Stored items:
/---
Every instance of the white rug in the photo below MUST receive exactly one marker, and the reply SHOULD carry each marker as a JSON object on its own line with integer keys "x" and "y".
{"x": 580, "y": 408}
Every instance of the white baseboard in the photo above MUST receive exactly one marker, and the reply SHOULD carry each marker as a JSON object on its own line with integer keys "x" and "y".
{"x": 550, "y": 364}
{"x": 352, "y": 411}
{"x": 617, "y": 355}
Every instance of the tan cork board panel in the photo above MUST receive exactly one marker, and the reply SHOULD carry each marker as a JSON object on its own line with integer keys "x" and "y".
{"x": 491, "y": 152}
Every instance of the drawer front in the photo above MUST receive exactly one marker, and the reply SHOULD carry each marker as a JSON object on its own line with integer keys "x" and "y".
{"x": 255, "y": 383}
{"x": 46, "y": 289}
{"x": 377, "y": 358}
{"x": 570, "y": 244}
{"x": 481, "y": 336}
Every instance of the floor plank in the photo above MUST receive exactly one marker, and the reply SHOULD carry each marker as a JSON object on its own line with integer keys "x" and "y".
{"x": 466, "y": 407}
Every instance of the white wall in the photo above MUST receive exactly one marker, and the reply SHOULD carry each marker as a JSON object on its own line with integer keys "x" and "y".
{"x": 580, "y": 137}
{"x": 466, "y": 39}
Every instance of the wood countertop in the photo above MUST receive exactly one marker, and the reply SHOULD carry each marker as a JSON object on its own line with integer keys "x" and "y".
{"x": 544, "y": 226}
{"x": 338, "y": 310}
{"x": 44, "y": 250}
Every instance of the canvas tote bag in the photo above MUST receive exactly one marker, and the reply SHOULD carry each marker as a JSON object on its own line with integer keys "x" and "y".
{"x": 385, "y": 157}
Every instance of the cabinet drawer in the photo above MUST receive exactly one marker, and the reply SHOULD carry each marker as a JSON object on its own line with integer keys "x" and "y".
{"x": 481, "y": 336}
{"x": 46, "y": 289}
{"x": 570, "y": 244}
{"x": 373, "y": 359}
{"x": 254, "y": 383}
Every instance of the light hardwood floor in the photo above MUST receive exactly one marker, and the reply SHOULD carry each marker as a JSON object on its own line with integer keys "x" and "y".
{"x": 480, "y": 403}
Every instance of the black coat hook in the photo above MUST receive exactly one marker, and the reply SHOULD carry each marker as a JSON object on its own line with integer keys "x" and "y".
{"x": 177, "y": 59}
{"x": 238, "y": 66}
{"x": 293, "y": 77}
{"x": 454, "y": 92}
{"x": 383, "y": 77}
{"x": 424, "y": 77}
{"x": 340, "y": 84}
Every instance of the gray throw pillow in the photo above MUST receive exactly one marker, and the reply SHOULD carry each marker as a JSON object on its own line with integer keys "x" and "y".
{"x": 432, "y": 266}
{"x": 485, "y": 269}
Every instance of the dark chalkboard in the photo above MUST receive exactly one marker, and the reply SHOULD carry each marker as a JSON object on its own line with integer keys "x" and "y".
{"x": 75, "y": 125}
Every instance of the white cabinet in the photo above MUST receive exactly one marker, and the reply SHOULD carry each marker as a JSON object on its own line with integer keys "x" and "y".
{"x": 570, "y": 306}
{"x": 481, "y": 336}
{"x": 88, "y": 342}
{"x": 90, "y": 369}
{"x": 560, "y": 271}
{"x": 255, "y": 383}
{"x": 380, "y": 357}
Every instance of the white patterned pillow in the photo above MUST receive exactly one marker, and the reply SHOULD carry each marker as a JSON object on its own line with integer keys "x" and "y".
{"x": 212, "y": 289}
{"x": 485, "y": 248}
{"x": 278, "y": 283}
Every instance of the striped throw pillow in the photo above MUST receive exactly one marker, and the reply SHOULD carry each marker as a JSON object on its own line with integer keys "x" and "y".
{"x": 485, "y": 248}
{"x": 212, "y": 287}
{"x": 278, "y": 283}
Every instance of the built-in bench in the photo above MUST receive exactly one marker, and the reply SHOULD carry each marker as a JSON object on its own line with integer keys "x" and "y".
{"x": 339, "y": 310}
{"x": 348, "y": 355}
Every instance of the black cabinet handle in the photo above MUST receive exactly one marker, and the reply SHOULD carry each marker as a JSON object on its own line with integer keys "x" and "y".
\---
# Exercise
Take the listing above and write it out again exactly.

# Response to this exercise
Every instance of the white rug in the photo below MUST receive exactly one marker, and the reply SHOULD carry each marker as a JSON object on its own line with integer keys "x" and "y".
{"x": 580, "y": 408}
Every instance of the white baseboard in the photo above MUST receive exactly one marker, and the reply SHOULD carry each marker as a JSON object on its own line with integer keys "x" and "y".
{"x": 550, "y": 364}
{"x": 352, "y": 411}
{"x": 617, "y": 355}
Every instance of the tan cork board panel in the photo above MUST receive exactly one marker, and the reply SHOULD carry each marker as a JSON object on its own line with integer keys "x" and "y".
{"x": 491, "y": 152}
Every instance of the drawer front in the photo above MUST receive exactly one marker, and the reply SHOULD carry each marker as a JSON object on its own line with integer keys "x" and "y".
{"x": 255, "y": 383}
{"x": 46, "y": 289}
{"x": 377, "y": 358}
{"x": 570, "y": 244}
{"x": 481, "y": 336}
Every instance of the floor plank in the photo above MUST receive exactly one marker, and the reply SHOULD carry each marker as a JSON object on its own line with integer keys "x" and "y".
{"x": 466, "y": 407}
Every instance of the white wall in the photo above MUST receive exactly one marker, and the reply SHOULD carry each marker as a JSON object on its own line with integer keys "x" and "y".
{"x": 580, "y": 137}
{"x": 466, "y": 39}
Every instance of the wood countertop in the photo above MUST receive exactly one marker, and the reply SHOULD carry each marker as a JSON object on its own line with integer keys "x" and "y".
{"x": 544, "y": 226}
{"x": 338, "y": 310}
{"x": 44, "y": 250}
Every instance of the canvas tote bag in the photo above MUST receive exactly one marker, and the reply SHOULD carry each marker as a JSON object on its own line with integer keys "x" and "y".
{"x": 385, "y": 157}
Every instance of the cabinet drawer in the photo above MUST receive exactly one marker, and the reply SHOULD carry each marker as a JSON object on its own line with integer keys "x" and "y".
{"x": 481, "y": 336}
{"x": 46, "y": 289}
{"x": 570, "y": 244}
{"x": 373, "y": 359}
{"x": 254, "y": 383}
Every instance of the light hardwood floor in the photo above MUST receive exactly one marker, and the reply SHOULD carry each marker as a JSON object on its own line with integer keys "x" and "y".
{"x": 480, "y": 403}
Every instance of the black coat hook in the photo above MUST receive exactly one marker, and the reply SHOULD carry each marker as a JSON object on its own line with integer keys "x" and "y".
{"x": 177, "y": 59}
{"x": 238, "y": 66}
{"x": 293, "y": 77}
{"x": 454, "y": 92}
{"x": 383, "y": 77}
{"x": 424, "y": 77}
{"x": 340, "y": 84}
Every instance of the gray throw pillow in the photo above MUST receive exactly one marker, and the reply SHOULD carry each marker as a JSON object on its own line with integer keys "x" and "y".
{"x": 432, "y": 266}
{"x": 485, "y": 269}
Every instance of the dark chalkboard in the photo above MUST receive exactly one marker, and the reply SHOULD carry each marker as a JSON object on its own line with integer keys "x" and "y".
{"x": 75, "y": 125}
Every instance of the white cabinet in the photo above MUST receive exactly one marker, and the reply SHOULD carry each marker as a JSON object on its own line with integer keys "x" and "y".
{"x": 570, "y": 306}
{"x": 481, "y": 336}
{"x": 88, "y": 342}
{"x": 90, "y": 369}
{"x": 560, "y": 271}
{"x": 255, "y": 383}
{"x": 380, "y": 357}
Every instance of the white patterned pillow in the photo above MUST receive exactly one marker, and the reply SHOULD carry each marker as a JSON object on its own line with integer keys "x" and "y".
{"x": 212, "y": 289}
{"x": 485, "y": 248}
{"x": 278, "y": 283}
Every instance of the striped throw pillow in the photo above MUST receive exactly one marker, and the reply SHOULD carry each marker as a JSON object on its own line with integer keys "x" and "y".
{"x": 485, "y": 248}
{"x": 212, "y": 287}
{"x": 278, "y": 283}
Every instance of the built-in bench in the photo above MUST receive exactly one marker, and the reply SHOULD carry each marker as a JSON object on its own line with integer keys "x" and "y".
{"x": 339, "y": 310}
{"x": 348, "y": 355}
Every instance of the black cabinet handle in the photo above MUST receive exactly one marker, and the reply SHOULD carry each marker as a JSON object on its own line with integer keys "x" and "y".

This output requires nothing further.